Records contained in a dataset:

━━━━━━━━━━━━━━━━━━━━

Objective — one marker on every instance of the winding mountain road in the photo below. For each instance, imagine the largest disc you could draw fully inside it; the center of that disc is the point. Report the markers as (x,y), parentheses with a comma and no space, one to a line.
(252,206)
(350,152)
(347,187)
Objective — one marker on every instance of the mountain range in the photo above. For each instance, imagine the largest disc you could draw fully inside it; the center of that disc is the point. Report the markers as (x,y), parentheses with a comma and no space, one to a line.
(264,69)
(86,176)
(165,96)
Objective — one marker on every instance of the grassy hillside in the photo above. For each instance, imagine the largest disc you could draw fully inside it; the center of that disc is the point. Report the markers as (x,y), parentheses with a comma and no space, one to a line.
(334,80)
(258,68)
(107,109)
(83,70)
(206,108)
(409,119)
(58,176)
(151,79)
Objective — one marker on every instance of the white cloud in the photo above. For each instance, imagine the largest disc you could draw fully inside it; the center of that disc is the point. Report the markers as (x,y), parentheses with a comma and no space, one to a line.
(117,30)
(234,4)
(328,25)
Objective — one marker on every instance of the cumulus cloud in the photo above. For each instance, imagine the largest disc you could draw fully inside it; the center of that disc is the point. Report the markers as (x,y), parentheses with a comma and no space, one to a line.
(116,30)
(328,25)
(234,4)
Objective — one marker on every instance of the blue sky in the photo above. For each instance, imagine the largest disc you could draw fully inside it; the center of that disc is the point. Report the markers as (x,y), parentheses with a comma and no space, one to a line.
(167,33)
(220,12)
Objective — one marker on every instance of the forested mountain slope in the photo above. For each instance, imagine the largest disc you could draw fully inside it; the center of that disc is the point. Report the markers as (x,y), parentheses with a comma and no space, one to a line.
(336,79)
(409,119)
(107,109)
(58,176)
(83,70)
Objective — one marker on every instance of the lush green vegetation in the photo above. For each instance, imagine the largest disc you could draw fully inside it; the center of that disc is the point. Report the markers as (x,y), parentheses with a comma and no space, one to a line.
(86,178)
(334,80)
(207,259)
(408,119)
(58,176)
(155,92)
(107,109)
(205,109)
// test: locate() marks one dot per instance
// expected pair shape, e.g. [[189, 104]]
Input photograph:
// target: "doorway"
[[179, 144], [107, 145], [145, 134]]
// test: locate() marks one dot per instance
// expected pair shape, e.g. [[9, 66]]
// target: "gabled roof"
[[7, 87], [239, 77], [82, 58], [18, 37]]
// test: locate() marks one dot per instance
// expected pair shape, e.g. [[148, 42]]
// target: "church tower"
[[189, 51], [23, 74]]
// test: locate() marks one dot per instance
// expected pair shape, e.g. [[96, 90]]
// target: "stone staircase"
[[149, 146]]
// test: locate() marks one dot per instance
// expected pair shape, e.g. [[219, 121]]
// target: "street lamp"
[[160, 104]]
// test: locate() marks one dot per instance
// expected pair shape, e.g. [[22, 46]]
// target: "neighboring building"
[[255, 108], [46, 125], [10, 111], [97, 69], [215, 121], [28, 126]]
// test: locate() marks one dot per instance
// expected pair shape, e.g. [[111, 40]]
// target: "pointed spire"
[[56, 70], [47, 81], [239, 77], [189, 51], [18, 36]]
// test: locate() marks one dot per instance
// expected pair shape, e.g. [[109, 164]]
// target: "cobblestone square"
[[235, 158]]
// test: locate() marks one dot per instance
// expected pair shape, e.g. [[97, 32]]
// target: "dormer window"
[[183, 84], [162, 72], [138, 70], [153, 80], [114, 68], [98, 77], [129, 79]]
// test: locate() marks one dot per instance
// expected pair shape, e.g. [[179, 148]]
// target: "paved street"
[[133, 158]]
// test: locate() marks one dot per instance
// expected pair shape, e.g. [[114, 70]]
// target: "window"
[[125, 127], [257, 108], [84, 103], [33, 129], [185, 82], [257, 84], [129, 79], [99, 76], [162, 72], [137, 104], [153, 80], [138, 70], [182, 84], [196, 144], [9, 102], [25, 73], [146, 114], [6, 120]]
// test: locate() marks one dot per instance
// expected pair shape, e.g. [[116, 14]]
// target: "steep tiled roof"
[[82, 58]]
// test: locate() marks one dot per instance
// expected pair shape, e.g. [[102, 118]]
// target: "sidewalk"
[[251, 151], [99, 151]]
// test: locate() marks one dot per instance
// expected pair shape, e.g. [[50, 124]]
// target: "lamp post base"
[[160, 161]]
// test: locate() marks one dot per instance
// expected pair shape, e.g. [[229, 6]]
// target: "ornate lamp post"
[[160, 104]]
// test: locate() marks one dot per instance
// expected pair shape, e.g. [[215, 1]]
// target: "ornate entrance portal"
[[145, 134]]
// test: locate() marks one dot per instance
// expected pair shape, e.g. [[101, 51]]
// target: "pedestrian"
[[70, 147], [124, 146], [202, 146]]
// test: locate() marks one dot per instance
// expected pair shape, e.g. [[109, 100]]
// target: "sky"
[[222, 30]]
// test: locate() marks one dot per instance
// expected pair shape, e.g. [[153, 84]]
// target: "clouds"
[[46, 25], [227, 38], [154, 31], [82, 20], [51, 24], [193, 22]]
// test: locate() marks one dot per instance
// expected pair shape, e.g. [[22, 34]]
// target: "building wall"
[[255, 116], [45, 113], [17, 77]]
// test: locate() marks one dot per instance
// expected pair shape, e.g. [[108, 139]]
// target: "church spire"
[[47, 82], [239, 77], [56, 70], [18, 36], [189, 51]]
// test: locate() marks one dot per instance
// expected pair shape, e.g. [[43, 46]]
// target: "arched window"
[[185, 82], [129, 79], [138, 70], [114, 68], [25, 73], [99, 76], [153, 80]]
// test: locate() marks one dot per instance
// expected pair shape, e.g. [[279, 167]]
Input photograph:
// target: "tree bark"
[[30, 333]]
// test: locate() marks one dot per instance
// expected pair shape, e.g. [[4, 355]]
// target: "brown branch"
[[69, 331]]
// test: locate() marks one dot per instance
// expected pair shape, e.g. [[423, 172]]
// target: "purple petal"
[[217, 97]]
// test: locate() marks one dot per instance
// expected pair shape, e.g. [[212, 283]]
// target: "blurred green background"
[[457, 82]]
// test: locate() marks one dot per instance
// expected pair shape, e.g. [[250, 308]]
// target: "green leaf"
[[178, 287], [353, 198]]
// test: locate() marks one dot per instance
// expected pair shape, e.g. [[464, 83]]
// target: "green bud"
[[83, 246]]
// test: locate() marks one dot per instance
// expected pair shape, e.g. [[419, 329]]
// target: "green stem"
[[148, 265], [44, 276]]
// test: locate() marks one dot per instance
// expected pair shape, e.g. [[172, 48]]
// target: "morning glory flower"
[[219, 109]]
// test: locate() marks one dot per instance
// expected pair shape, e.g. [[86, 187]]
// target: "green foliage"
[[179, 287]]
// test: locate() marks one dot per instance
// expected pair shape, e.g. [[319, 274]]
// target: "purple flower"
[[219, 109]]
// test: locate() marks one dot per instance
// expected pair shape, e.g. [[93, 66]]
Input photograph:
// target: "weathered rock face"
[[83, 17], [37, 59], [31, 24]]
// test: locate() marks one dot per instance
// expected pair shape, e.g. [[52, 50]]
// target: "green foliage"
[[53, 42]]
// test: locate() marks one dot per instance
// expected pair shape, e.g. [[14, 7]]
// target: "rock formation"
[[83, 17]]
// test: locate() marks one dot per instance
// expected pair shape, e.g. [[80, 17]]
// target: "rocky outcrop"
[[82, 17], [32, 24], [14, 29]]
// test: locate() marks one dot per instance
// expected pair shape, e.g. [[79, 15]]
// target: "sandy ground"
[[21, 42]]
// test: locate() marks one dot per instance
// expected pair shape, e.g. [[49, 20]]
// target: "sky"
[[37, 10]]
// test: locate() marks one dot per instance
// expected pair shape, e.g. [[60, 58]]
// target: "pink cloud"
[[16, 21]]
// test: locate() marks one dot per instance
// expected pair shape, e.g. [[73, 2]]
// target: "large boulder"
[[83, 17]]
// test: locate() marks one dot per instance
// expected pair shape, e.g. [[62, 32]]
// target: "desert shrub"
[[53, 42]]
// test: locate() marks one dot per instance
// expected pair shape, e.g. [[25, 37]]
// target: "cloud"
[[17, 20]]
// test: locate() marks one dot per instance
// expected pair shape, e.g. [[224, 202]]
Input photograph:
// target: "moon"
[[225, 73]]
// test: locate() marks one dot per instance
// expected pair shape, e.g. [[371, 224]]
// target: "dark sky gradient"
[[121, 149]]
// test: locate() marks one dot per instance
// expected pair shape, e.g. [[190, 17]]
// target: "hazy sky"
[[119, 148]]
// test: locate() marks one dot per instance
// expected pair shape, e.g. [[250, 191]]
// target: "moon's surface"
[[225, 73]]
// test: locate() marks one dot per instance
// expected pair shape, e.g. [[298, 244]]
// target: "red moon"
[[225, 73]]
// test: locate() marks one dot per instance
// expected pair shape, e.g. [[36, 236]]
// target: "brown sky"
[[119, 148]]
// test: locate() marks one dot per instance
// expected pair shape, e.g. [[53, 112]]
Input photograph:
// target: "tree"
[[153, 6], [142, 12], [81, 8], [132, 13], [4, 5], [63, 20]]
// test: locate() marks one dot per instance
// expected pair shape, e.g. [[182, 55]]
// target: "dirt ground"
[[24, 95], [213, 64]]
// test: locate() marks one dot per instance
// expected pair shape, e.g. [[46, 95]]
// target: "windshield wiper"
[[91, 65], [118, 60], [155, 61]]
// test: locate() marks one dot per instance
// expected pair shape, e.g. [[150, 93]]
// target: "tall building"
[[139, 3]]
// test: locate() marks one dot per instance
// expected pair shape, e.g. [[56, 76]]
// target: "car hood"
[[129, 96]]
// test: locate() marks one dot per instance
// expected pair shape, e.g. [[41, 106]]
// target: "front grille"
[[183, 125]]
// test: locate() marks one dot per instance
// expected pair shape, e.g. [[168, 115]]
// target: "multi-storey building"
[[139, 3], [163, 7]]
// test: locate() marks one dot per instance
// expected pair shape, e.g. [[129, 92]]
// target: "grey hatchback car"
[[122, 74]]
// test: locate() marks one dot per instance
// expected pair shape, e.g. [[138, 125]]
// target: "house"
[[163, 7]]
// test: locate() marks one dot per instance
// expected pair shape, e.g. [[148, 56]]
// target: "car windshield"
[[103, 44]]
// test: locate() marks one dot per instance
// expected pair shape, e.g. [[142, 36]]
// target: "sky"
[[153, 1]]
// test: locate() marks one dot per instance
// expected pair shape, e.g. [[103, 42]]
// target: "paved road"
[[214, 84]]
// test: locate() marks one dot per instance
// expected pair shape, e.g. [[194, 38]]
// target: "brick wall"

━━━━━━━━━━━━━━━━━━━━

• **Task requirements**: Look above for the line holding "e.g. [[109, 164]]" and the line holding "e.g. [[153, 84]]", then output exactly those two lines and every line between them, nothing more.

• **Exercise result**:
// expected pair shape, e.g. [[109, 164]]
// target: "cobblestone square"
[[235, 158]]
// test: locate() marks one dot per instance
// expected pair shape, e.g. [[97, 32]]
// target: "dormer window"
[[183, 84], [162, 72], [138, 70], [153, 80], [114, 68], [98, 77], [129, 79]]
// test: locate() marks one dot per instance
// expected pair shape, e.g. [[179, 148]]
// target: "paved street"
[[133, 158]]
// test: locate() marks one dot per instance
// expected pair shape, e.g. [[114, 70]]
// target: "window"
[[125, 127], [257, 108], [84, 103], [33, 129], [185, 82], [257, 84], [129, 79], [99, 76], [162, 72], [137, 104], [153, 80], [138, 70], [182, 84], [196, 144], [9, 102], [25, 73], [146, 114], [6, 120]]
// test: locate() marks one dot per instance
// expected pair shape, e.g. [[116, 14]]
// target: "steep tiled roof"
[[82, 58]]
// test: locate() marks one dot per instance
// expected pair shape, e.g. [[102, 118]]
// target: "sidewalk"
[[251, 151], [99, 151]]
// test: locate() marks one dot per instance
// expected pair shape, e.g. [[50, 124]]
// target: "lamp post base"
[[160, 161]]
// test: locate() marks one dot per instance
// expected pair shape, e.g. [[229, 6]]
// target: "ornate lamp post"
[[160, 104]]
// test: locate() marks one dot per instance
// expected pair shape, e.g. [[215, 1]]
// target: "ornate entrance portal"
[[145, 134]]
// test: locate() marks one dot per instance
// expected pair shape, e.g. [[101, 51]]
// target: "pedestrian"
[[70, 147], [124, 146], [202, 146]]
// test: locate() marks one dot per instance
// expected pair shape, e.g. [[109, 100]]
// target: "sky"
[[222, 30]]
// test: locate() marks one dot per instance
// expected pair shape, e.g. [[153, 84]]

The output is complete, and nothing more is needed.